Neural HMM Model for POS Tagging

Let us define the HMM model for assigning POS tags. Let’s assume that we observe the words in a sentence. The emission of words is governed by a hidden Markov process that explains the transition between PSO tags. This HMM model can be described with the following graph

where \(t_i\) is a tag at position \(i\) and \(w_i\) is a word at position \(i\).

The joint probability of words and tags can be factorized in the following way \[\begin{aligned} p(w_1,...,w_N,t_1,...,t_N) &= \prod_{i=1}^N p(w_i \vert t_i)p(t_i \vert t_{i-1}) \\ &= \prod_{i=1}^N \frac{p(t_i \vert w_i)p(w_i)}{p(t_i)} p(t_i \vert t_{i-1}) \\ &= \prod_{k=1}^N p(w_k) \prod_{i=1}^N \frac{p(t_i \vert w_i)}{p(t_i)} p(t_i \vert t_{i-1}) \end{aligned}\]

assume \(p(t_1 \vert t_0) = p(t_1)\) for the simplicity of notation. We took the probability of each word in the sequence out of the product because, as we will see later, we can ignore them during the optimization.

Making your calculations with probabilities directly is bad for two reasons:

  1. When multiplying a lot of probabilities, you will face the problem of floating point underflow
  2. Multiplication operation is slow. You will have much higher performance if you calculate log of probability and then add log probabilities together
\[\log p(w_1,..,w_N,t_1,..,t_N) = \sum_{k=1}^N \log p(w_k) + \sum_{i=1}^N \left[ \log p(t_i \vert w_i) - \log p(t_i) + \log p(t_i \vert t_{i-1}) \right]\]

Viterbi Algorithm

In the problem of POS tagging, we want to maximize the joint probability of assigning the tags to the input words. Thus, the problem can be solved with a maximization objective \[\hat{t_1},..,\hat{t_N} = \underset{t_1,..,t_N}{argmax} \left( \sum_{i=1}^N \log p(t_i \vert w_i) - \log p(t_i) + \log p(t_i \vert t_{i-1}) \right)\]

The additive term \(\sum_{k=1}^N \log p(w_k)\) does not influence the result of summation, and therefore can be omitted.

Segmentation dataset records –
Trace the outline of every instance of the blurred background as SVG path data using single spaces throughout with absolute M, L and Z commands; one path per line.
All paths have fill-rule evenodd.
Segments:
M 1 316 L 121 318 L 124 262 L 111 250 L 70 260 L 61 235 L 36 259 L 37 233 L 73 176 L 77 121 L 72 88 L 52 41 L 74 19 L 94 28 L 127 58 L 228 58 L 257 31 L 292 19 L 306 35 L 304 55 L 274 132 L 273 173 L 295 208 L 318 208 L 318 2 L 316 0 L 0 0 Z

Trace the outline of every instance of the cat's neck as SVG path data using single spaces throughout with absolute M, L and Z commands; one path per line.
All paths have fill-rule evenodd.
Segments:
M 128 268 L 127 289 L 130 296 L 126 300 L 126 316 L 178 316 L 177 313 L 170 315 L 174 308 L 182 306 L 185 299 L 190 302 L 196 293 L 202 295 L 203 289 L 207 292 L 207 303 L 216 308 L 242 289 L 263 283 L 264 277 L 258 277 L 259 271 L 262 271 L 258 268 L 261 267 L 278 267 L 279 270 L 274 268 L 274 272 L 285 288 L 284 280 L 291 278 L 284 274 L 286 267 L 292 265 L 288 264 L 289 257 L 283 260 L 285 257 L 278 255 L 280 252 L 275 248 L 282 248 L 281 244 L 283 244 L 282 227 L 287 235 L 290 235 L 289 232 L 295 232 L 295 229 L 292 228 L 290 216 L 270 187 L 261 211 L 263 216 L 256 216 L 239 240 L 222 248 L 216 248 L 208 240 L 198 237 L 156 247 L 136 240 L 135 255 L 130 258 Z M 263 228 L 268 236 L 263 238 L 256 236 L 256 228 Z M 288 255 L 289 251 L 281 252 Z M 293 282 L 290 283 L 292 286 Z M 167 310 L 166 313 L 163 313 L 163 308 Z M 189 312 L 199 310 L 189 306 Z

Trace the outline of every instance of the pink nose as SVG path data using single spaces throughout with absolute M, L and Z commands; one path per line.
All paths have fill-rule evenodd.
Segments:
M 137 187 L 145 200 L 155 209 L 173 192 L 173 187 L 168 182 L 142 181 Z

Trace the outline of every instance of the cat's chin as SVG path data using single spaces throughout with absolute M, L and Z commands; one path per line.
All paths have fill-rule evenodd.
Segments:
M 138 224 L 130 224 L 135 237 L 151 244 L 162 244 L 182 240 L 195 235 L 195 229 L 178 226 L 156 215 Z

...

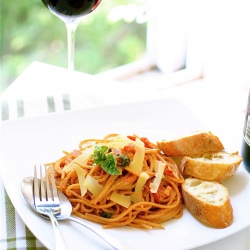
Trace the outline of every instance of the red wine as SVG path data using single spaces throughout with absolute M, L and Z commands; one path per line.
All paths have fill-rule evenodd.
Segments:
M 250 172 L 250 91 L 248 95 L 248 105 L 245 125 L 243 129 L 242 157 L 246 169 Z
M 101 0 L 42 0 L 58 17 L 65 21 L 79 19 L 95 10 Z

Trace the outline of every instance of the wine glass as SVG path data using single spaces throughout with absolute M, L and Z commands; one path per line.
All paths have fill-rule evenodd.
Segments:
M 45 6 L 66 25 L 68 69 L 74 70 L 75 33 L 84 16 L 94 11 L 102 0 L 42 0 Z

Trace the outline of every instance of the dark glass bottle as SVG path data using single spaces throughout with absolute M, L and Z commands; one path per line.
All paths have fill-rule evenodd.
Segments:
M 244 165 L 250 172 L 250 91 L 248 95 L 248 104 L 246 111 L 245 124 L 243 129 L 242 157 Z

What you will do –
**a)** Please copy the HMM tagging text word for word, from "where \(t_i\) is" up to and including "during the optimization.".
**b)** According to the HMM tagging text, what problem comes up when many probabilities are multiplied together?
These records have no connection to the HMM tagging text.

Answers for the exercise –
**a)**
where \(t_i\) is a tag at position \(i\) and \(w_i\) is a word at position \(i\).

The joint probability of words and tags can be factorized in the following way \[\begin{aligned} p(w_1,...,w_N,t_1,...,t_N) &= \prod_{i=1}^N p(w_i \vert t_i)p(t_i \vert t_{i-1}) \\ &= \prod_{i=1}^N \frac{p(t_i \vert w_i)p(w_i)}{p(t_i)} p(t_i \vert t_{i-1}) \\ &= \prod_{k=1}^N p(w_k) \prod_{i=1}^N \frac{p(t_i \vert w_i)}{p(t_i)} p(t_i \vert t_{i-1}) \end{aligned}\]

assume \(p(t_1 \vert t_0) = p(t_1)\) for the simplicity of notation. We took the probability of each word in the sequence out of the product because, as we will see later, we can ignore them during the optimization.

**b)** Floating point underflow.